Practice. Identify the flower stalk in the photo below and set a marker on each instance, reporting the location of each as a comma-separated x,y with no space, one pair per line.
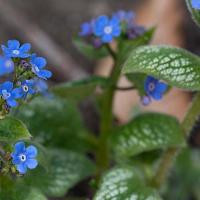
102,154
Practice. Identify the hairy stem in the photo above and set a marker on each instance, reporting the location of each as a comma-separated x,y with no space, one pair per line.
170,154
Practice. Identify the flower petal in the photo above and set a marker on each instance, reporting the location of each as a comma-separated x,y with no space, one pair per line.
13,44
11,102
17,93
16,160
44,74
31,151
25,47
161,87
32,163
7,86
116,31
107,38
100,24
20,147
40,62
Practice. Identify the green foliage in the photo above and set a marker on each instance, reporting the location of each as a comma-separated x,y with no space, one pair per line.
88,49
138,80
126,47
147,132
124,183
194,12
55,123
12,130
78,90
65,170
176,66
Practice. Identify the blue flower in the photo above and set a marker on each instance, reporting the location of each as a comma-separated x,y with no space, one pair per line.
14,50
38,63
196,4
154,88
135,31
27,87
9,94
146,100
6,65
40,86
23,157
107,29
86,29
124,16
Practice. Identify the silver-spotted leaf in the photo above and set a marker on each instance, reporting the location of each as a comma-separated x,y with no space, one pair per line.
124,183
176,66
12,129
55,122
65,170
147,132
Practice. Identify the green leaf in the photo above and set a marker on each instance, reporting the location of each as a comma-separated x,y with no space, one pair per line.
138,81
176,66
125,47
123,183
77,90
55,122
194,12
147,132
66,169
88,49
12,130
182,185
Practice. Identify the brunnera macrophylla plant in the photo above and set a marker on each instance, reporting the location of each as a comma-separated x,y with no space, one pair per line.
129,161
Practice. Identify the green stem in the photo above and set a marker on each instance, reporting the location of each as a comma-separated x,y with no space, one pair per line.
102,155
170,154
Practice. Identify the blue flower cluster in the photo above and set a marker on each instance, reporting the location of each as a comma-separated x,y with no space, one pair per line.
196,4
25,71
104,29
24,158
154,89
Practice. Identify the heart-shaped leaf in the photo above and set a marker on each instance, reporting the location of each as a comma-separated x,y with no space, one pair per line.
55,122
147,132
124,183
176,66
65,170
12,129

========================================

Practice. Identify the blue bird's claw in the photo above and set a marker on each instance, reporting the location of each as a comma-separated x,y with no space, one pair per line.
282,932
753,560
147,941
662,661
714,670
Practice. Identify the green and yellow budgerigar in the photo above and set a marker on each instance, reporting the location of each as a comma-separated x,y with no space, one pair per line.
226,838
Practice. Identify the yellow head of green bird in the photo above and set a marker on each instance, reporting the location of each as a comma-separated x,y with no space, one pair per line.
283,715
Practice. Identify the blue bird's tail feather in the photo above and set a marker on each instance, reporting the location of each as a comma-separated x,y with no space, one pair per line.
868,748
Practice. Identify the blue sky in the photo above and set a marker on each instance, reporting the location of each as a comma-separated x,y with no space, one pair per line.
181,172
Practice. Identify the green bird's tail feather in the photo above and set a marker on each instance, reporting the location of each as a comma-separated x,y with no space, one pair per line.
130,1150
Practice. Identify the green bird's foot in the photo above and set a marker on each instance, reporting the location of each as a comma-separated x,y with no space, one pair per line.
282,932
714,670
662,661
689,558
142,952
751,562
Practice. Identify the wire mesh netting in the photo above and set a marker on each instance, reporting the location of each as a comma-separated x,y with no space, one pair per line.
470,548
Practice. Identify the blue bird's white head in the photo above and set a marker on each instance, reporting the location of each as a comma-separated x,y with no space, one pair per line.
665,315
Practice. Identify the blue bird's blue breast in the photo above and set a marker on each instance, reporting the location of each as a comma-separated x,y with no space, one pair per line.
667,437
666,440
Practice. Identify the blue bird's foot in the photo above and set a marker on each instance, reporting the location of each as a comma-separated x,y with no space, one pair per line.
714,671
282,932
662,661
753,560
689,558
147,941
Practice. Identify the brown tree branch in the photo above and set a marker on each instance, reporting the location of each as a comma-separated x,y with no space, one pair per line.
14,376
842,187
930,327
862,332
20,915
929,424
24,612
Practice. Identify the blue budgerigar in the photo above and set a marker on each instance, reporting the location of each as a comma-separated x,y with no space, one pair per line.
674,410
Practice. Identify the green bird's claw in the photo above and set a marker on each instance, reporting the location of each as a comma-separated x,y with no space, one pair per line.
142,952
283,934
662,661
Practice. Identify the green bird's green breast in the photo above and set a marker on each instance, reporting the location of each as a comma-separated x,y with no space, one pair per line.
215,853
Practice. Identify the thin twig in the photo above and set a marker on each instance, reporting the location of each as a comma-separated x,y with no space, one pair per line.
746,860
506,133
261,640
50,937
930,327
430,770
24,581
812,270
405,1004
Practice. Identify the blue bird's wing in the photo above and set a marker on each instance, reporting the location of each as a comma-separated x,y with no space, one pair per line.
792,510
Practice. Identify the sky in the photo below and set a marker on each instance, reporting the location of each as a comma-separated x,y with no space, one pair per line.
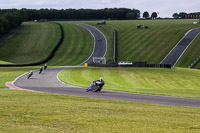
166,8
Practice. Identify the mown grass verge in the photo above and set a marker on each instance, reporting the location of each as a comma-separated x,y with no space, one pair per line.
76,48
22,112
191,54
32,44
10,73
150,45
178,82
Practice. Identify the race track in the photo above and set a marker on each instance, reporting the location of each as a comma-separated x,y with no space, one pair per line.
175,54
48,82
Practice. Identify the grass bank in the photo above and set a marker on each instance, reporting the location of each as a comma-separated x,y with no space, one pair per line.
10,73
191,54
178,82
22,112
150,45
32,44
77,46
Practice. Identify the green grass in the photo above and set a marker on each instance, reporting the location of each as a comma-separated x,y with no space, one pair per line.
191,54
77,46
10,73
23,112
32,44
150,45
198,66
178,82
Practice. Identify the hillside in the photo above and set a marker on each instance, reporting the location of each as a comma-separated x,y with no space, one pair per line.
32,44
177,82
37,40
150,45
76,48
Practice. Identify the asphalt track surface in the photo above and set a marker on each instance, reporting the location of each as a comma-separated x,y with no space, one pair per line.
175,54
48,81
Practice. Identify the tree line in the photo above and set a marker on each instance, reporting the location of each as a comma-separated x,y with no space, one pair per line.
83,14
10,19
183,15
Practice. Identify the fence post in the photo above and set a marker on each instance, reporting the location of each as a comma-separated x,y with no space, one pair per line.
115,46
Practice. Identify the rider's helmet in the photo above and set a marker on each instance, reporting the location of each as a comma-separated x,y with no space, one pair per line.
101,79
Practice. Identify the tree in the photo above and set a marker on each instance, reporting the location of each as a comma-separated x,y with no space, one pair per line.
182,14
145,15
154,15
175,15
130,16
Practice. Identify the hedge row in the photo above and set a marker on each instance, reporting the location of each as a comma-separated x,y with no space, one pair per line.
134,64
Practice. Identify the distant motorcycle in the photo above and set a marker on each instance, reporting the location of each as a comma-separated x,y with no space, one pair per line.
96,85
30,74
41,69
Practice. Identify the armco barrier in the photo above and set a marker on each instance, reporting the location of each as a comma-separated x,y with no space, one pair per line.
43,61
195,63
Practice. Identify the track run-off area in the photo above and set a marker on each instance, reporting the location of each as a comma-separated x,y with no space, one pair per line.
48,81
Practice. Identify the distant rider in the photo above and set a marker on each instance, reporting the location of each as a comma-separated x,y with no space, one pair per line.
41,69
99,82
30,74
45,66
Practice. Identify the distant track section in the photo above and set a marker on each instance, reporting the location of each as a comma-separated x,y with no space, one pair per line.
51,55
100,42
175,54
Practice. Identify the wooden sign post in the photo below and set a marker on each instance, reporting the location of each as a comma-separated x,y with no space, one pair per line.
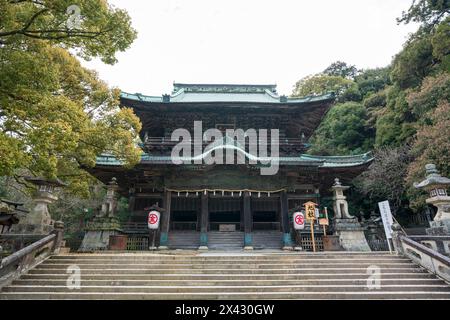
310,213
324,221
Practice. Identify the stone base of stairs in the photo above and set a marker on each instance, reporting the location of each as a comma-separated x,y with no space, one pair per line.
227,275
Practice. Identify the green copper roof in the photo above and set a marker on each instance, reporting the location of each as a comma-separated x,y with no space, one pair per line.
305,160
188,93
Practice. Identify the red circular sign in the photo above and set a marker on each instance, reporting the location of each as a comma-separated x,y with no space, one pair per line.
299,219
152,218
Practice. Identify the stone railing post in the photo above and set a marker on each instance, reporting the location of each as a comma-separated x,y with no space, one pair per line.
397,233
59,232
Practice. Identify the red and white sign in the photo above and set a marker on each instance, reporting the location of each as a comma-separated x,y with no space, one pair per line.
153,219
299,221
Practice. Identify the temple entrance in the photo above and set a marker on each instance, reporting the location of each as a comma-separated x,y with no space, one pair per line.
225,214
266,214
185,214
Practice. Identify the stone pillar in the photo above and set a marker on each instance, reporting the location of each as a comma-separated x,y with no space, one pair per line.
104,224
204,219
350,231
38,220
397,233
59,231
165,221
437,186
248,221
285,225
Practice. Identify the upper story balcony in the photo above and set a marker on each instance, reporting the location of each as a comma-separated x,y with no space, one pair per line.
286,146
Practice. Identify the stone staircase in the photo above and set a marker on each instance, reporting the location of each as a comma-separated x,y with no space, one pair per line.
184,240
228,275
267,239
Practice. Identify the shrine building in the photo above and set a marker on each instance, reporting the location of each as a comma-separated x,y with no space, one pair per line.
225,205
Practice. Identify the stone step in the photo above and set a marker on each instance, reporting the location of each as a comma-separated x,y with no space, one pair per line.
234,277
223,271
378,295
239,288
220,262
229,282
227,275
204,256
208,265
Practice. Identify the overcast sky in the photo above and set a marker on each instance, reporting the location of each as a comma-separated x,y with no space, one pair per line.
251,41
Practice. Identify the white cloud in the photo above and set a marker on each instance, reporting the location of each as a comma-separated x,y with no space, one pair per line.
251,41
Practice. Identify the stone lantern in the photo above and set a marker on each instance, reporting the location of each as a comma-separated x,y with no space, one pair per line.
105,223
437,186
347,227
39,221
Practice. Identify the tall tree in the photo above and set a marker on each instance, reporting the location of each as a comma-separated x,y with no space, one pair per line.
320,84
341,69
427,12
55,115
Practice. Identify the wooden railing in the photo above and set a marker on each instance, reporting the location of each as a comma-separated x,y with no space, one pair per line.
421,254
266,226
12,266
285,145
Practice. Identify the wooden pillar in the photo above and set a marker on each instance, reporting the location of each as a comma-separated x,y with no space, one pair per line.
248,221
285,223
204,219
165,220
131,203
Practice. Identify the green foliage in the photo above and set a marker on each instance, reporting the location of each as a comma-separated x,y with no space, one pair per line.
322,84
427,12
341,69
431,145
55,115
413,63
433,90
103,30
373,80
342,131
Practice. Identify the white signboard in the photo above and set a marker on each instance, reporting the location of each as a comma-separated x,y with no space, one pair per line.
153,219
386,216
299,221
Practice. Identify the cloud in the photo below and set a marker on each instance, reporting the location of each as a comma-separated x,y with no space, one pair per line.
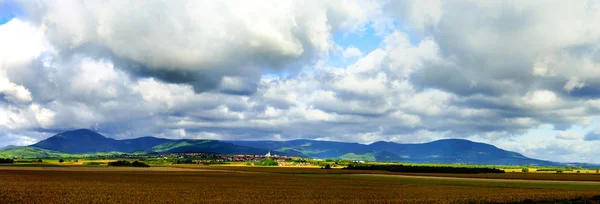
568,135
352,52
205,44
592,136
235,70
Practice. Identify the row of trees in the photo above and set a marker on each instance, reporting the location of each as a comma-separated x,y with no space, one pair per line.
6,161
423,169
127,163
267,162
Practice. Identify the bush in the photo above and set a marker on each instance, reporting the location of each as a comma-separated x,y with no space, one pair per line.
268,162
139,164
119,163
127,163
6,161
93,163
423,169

========================================

Return every line of the rows above that contains the word "cloud". Case counts.

Practice. Identify the white cloud in the photo above and set a marker on each instance, reporting the location of each as a comma-separated x,y with no space, one pair per line.
Practice. Identify the cloud in the photo below and set a marker on each instance, reporting the location of each as a comma-separated x,y with no space, one pair per line.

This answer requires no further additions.